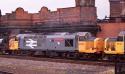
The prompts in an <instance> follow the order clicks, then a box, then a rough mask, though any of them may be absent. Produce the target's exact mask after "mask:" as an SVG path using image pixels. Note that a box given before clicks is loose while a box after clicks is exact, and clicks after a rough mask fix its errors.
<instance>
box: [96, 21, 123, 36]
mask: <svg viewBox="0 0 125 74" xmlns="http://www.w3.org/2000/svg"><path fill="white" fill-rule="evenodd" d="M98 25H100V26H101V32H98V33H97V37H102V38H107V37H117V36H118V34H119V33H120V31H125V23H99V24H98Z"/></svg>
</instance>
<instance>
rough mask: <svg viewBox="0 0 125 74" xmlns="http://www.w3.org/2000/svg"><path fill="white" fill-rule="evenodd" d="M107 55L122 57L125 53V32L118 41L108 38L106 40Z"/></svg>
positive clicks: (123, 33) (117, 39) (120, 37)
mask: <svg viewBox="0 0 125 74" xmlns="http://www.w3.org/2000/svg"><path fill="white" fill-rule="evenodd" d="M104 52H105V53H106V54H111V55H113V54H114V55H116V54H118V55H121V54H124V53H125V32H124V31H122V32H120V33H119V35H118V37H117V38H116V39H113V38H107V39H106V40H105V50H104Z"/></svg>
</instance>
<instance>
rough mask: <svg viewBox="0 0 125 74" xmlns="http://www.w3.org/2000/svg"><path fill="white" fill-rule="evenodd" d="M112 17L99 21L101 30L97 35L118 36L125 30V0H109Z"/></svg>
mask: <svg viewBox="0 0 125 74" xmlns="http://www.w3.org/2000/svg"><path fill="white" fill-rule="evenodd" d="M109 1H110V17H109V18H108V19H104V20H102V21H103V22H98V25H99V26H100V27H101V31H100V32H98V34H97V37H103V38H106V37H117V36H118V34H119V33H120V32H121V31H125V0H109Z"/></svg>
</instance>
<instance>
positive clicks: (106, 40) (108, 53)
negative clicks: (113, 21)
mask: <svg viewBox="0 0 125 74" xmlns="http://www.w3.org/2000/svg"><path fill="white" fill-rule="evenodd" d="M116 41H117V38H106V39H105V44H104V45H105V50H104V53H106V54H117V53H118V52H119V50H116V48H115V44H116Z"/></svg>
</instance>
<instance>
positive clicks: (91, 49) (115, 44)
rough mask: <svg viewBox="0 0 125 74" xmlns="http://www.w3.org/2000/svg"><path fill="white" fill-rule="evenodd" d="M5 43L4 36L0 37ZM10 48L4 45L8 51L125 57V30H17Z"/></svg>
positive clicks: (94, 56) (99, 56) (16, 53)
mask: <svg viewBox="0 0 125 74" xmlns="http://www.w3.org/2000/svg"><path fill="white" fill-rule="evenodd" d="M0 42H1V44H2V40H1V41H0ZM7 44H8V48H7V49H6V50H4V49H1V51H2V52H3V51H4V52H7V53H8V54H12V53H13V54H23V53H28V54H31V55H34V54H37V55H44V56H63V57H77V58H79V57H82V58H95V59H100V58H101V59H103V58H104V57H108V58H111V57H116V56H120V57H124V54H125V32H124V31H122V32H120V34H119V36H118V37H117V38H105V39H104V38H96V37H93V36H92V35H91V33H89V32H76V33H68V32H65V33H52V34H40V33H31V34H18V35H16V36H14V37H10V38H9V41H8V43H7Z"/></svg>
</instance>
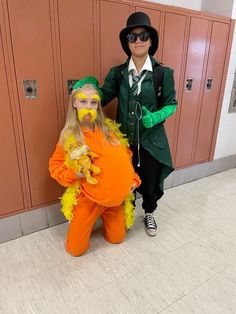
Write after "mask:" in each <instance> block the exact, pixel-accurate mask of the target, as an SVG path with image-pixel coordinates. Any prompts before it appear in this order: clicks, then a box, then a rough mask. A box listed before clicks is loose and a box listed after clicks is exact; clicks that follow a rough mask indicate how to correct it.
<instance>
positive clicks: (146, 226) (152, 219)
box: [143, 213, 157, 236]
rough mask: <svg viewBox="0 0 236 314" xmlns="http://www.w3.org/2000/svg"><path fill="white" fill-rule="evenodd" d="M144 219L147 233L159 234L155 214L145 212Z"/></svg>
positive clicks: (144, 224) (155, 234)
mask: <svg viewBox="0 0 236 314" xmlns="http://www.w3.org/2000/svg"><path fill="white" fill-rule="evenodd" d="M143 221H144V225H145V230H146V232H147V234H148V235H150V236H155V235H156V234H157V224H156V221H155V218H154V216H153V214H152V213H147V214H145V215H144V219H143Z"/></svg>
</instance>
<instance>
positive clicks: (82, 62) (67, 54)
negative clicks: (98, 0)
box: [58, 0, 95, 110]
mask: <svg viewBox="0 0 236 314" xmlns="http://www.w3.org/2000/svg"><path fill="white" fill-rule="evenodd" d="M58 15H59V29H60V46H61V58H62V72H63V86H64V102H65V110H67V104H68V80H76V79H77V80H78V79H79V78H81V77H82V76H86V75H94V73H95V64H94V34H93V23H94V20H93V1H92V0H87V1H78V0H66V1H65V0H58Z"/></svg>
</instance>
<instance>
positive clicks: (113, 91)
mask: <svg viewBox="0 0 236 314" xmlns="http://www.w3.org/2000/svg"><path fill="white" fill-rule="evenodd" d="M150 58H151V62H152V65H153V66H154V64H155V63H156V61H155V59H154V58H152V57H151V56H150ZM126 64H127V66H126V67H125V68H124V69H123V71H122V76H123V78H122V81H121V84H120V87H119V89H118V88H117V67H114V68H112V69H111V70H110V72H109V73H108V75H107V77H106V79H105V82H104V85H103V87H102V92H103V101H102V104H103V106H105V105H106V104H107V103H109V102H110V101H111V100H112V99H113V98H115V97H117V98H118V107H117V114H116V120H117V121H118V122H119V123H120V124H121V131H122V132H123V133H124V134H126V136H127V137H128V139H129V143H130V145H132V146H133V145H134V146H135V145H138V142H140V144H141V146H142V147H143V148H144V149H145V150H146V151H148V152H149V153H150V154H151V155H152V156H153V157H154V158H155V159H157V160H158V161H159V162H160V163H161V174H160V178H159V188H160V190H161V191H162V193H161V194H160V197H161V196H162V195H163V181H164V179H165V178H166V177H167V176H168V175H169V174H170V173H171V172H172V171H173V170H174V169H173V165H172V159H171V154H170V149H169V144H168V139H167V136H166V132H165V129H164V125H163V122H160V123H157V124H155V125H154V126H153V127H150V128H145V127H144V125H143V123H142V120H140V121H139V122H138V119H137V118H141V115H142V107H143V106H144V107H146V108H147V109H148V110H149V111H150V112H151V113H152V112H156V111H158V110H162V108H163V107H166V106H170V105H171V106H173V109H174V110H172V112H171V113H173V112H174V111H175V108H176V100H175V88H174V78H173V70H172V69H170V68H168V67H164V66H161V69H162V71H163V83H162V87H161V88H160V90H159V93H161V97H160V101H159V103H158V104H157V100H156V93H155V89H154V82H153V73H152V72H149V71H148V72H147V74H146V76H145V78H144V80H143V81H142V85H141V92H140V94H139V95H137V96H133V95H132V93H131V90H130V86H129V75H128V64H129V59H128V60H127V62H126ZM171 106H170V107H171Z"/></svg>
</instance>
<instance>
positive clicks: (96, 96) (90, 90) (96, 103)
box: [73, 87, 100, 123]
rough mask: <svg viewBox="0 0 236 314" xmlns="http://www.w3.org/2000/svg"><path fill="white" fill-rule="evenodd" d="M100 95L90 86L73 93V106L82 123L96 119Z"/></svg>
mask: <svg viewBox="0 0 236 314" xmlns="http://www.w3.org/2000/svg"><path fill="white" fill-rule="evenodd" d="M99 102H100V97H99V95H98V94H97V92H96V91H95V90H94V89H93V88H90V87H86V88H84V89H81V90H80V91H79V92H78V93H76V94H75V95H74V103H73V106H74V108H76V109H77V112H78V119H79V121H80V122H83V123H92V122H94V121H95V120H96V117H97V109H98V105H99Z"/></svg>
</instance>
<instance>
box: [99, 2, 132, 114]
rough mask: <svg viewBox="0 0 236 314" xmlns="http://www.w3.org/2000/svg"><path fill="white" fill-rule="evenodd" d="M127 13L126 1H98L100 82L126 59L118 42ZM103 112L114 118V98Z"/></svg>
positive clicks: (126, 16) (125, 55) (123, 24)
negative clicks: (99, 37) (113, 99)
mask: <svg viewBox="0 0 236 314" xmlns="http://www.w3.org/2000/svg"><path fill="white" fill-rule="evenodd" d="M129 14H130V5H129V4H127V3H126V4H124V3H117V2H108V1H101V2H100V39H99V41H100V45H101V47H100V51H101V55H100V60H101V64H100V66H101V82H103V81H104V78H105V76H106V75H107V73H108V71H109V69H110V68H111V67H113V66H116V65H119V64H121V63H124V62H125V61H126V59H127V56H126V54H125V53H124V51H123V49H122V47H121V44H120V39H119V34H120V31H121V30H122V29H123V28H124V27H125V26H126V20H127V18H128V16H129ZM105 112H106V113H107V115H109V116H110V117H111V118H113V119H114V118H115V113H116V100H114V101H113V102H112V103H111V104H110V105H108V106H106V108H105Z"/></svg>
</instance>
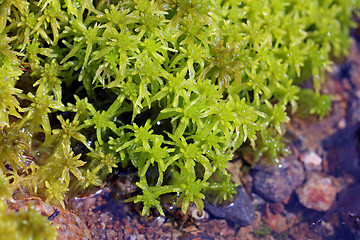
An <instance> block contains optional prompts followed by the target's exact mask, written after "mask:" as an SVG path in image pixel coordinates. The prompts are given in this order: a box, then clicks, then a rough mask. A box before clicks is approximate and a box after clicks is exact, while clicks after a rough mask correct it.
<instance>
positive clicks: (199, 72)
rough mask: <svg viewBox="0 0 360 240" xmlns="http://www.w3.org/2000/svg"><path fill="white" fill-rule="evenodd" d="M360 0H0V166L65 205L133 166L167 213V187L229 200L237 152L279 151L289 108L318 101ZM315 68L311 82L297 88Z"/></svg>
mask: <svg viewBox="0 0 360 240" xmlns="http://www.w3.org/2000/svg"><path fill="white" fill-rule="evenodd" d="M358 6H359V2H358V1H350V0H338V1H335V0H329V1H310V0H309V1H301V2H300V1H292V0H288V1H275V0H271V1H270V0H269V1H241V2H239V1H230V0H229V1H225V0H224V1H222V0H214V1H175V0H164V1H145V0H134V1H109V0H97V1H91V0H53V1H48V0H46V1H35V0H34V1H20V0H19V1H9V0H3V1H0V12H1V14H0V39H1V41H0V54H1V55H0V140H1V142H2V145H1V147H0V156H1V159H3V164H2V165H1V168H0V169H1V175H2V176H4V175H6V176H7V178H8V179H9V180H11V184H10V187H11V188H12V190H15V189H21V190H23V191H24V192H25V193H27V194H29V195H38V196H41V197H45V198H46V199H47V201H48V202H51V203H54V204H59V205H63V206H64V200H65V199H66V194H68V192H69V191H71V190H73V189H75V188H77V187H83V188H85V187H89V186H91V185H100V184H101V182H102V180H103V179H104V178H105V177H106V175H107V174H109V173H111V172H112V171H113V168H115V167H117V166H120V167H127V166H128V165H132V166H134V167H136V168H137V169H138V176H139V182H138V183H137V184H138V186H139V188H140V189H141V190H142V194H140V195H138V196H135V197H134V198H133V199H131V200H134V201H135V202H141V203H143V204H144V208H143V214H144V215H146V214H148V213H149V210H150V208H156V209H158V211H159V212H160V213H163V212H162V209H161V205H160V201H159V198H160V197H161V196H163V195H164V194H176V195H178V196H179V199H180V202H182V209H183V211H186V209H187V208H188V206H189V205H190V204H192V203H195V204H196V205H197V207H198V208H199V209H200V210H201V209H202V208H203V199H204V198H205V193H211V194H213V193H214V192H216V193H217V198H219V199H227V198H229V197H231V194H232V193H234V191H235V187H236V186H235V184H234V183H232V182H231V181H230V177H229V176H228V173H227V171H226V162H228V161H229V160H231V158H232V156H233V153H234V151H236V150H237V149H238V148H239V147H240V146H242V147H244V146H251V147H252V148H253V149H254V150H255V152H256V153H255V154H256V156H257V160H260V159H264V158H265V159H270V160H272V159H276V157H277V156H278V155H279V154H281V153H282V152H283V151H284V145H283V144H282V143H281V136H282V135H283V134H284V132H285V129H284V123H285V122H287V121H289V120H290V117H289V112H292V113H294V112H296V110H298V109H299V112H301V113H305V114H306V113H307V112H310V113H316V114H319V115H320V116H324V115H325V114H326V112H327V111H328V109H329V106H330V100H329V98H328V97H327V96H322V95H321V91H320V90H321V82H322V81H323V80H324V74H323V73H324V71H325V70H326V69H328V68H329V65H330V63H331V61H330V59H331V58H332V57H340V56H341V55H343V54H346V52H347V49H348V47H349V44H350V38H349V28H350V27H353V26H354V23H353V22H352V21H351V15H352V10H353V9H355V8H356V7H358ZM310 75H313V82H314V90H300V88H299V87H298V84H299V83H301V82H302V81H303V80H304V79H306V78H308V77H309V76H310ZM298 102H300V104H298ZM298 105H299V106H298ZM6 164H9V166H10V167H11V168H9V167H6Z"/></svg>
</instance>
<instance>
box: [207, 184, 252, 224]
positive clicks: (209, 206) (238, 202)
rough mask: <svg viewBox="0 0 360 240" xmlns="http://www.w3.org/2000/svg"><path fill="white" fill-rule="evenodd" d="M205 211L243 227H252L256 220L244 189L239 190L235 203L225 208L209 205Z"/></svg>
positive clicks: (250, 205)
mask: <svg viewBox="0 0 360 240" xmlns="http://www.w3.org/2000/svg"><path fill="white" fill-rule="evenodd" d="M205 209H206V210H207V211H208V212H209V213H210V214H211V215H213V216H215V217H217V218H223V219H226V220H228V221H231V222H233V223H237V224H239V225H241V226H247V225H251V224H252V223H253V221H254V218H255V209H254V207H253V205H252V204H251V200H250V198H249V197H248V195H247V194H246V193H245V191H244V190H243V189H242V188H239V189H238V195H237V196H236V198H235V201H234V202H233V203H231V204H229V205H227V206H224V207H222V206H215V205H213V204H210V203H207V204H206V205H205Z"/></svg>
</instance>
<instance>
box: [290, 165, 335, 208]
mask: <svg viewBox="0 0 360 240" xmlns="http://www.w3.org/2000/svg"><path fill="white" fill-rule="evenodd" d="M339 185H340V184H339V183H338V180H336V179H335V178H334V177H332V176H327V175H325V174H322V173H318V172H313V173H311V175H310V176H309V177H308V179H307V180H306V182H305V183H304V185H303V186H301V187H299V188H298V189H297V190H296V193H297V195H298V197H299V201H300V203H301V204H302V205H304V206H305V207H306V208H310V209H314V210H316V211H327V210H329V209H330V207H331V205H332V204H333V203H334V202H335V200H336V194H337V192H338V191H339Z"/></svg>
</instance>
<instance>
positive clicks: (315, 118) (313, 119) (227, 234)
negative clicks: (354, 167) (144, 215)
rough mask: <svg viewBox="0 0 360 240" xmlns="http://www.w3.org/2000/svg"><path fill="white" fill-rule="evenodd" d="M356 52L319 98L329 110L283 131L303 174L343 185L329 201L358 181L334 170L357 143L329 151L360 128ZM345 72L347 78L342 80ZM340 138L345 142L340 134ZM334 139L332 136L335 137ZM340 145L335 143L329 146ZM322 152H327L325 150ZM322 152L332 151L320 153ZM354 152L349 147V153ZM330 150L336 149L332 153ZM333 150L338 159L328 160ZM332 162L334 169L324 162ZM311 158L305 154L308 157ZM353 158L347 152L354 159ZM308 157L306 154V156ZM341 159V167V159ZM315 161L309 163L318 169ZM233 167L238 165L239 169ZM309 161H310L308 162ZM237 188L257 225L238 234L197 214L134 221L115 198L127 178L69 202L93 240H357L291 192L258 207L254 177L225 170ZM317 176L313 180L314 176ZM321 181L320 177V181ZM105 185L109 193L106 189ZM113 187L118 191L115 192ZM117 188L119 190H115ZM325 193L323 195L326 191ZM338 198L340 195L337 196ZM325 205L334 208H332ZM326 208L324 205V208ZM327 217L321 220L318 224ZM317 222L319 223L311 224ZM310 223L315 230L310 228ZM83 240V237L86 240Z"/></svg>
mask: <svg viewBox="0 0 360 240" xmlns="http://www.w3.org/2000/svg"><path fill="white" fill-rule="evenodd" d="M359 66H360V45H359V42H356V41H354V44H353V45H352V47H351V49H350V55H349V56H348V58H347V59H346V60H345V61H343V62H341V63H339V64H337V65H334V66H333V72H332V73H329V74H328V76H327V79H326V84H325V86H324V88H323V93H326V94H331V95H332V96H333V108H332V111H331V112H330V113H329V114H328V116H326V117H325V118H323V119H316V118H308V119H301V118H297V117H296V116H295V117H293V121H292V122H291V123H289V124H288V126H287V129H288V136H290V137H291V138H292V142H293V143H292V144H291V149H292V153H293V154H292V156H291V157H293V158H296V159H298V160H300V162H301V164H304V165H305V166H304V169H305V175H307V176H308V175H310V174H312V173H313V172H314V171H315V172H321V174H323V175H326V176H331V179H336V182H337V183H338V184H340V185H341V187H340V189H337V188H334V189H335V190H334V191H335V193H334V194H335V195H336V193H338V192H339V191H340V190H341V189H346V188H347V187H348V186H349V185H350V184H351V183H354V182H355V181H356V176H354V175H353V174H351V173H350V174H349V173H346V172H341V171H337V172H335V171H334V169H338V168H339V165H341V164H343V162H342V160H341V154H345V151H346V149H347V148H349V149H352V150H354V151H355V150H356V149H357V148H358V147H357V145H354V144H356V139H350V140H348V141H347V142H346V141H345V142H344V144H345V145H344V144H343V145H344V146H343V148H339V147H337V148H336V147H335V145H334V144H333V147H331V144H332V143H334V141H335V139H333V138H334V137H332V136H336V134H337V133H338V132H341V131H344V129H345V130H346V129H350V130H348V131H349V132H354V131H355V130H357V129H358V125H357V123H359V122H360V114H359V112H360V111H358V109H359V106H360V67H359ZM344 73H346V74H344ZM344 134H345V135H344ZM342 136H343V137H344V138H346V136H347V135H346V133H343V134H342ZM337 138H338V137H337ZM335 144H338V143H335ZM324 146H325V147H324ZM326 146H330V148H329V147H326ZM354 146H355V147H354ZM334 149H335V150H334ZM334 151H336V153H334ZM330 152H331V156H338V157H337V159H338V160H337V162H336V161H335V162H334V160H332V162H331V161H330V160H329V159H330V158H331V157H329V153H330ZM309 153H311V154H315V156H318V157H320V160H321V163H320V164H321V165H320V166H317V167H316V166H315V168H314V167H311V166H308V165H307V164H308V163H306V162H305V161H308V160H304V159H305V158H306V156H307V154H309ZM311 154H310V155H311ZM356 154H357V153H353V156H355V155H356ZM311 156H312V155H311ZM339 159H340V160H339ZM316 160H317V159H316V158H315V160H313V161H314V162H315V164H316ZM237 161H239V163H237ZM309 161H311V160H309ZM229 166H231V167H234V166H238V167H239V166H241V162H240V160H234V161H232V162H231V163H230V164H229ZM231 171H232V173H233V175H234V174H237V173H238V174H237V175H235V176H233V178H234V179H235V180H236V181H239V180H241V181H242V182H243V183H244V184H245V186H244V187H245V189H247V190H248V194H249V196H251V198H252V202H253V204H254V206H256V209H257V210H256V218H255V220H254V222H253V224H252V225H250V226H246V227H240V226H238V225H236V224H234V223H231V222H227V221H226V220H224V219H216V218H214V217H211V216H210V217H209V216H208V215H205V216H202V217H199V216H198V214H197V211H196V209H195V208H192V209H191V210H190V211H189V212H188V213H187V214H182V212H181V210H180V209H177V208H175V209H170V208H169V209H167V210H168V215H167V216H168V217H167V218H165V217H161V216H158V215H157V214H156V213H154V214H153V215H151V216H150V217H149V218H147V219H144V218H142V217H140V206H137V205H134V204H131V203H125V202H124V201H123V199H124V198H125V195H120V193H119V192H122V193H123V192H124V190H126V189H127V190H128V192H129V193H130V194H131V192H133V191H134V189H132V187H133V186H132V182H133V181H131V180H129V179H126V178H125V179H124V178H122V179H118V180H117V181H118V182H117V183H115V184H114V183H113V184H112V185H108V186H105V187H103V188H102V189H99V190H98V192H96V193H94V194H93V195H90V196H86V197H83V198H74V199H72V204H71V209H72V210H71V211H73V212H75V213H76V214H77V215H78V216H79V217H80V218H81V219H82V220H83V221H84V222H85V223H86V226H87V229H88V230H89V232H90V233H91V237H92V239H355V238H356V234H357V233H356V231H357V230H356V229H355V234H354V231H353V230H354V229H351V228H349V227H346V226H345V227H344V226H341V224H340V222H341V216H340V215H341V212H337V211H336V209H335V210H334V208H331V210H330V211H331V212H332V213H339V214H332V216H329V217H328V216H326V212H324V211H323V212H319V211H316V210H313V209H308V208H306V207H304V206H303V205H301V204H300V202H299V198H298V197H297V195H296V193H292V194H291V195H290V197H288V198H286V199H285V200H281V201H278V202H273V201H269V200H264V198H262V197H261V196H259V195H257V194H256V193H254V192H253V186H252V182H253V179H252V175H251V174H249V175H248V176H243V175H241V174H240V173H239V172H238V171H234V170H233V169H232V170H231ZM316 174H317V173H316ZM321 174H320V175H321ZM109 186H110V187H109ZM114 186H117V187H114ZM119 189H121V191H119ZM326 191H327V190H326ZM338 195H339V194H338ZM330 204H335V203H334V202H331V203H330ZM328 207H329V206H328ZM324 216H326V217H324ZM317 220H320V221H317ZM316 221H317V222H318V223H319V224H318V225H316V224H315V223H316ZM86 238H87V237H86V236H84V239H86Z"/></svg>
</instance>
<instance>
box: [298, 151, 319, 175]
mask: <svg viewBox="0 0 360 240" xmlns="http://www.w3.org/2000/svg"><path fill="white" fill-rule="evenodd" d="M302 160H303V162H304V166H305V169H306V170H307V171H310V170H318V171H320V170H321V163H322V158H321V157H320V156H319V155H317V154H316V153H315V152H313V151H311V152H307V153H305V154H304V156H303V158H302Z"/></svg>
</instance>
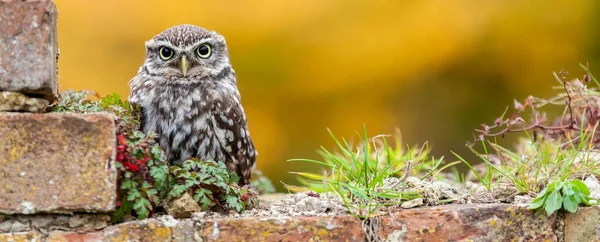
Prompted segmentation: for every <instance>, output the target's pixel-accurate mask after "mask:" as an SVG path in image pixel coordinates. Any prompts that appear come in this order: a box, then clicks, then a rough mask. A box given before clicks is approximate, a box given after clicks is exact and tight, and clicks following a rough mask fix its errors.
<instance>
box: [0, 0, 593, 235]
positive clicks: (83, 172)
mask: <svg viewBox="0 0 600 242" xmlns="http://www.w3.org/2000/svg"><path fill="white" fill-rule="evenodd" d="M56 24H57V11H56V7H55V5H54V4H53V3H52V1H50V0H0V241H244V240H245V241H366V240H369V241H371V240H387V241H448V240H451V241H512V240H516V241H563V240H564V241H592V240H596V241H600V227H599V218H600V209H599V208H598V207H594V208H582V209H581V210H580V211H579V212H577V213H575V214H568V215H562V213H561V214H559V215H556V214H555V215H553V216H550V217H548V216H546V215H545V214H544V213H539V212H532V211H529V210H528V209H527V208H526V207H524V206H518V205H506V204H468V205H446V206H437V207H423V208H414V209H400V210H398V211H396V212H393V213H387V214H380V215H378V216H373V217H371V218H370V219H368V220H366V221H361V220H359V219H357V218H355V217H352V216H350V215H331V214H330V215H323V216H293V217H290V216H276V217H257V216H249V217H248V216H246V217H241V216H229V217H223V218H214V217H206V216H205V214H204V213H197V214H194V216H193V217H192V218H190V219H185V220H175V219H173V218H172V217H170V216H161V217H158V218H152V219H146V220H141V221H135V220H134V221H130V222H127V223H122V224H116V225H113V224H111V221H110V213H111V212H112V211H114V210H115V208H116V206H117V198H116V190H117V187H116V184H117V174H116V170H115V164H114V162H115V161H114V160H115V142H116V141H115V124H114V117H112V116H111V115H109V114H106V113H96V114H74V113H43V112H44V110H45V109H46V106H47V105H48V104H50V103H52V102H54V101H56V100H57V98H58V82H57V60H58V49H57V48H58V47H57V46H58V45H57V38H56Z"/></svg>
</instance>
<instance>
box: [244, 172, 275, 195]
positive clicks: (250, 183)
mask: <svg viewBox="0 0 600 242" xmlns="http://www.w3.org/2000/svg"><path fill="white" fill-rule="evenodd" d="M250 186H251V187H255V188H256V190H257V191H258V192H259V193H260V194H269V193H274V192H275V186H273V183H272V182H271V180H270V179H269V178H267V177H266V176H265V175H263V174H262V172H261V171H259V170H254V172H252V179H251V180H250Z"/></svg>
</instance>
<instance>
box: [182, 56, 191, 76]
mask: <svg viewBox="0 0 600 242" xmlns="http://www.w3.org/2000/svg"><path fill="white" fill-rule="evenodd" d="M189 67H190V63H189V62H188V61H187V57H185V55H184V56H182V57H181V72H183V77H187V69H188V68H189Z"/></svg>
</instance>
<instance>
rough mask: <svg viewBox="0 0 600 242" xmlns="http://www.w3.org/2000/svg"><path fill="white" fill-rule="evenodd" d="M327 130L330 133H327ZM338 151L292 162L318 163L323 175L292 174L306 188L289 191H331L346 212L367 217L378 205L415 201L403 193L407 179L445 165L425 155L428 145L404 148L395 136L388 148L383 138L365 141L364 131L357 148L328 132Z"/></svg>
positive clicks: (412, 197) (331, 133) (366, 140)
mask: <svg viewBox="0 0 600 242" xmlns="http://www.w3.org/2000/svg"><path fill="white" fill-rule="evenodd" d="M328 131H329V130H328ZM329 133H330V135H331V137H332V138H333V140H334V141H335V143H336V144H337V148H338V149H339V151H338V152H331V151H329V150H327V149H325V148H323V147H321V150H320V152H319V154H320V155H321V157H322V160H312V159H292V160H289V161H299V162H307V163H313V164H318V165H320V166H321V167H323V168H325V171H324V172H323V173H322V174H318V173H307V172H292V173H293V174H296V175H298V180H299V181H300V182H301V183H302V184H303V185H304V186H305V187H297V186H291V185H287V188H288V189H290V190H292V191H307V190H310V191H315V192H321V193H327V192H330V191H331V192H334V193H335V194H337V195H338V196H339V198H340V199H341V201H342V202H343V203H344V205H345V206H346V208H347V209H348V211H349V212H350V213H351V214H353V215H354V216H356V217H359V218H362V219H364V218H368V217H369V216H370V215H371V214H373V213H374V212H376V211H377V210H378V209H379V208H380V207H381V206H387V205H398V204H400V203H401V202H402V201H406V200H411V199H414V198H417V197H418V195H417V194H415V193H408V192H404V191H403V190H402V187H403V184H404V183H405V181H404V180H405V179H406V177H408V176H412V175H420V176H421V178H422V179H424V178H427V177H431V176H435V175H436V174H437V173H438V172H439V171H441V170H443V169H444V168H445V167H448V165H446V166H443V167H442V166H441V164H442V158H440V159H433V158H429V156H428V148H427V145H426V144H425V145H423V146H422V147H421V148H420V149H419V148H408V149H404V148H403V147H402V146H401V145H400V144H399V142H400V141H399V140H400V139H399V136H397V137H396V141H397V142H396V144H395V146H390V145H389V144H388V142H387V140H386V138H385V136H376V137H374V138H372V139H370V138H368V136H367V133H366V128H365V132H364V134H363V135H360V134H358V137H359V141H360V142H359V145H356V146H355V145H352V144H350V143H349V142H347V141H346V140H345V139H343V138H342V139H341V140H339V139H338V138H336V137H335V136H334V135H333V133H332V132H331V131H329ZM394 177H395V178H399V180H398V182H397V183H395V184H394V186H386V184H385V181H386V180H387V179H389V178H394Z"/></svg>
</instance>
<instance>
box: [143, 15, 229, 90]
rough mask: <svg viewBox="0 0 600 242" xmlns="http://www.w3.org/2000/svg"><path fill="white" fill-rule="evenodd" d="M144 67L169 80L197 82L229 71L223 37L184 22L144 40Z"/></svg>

> _Problem requirements_:
Return the lines of the listing between the line containing "95L90 86L73 93V106L82" and the line containing "positive clicks: (126, 16)", inclusive, copied exactly.

> _Problem solution_:
rough mask: <svg viewBox="0 0 236 314" xmlns="http://www.w3.org/2000/svg"><path fill="white" fill-rule="evenodd" d="M100 95L90 86L73 93V106L82 123L96 119Z"/></svg>
mask: <svg viewBox="0 0 236 314" xmlns="http://www.w3.org/2000/svg"><path fill="white" fill-rule="evenodd" d="M99 102H100V97H99V95H98V94H97V92H96V91H95V90H94V89H93V88H90V87H86V88H84V89H81V90H80V91H79V92H78V93H76V94H75V95H74V103H73V106H74V108H76V109H77V112H78V119H79V121H80V122H83V123H92V122H94V121H95V120H96V117H97V109H98V105H99Z"/></svg>
</instance>
<instance>
box: [99, 2, 132, 114]
rough mask: <svg viewBox="0 0 236 314" xmlns="http://www.w3.org/2000/svg"><path fill="white" fill-rule="evenodd" d="M127 13L126 1H98L100 82L126 59L118 42ZM103 112L114 118V98Z"/></svg>
positive clicks: (126, 16) (125, 55) (123, 24)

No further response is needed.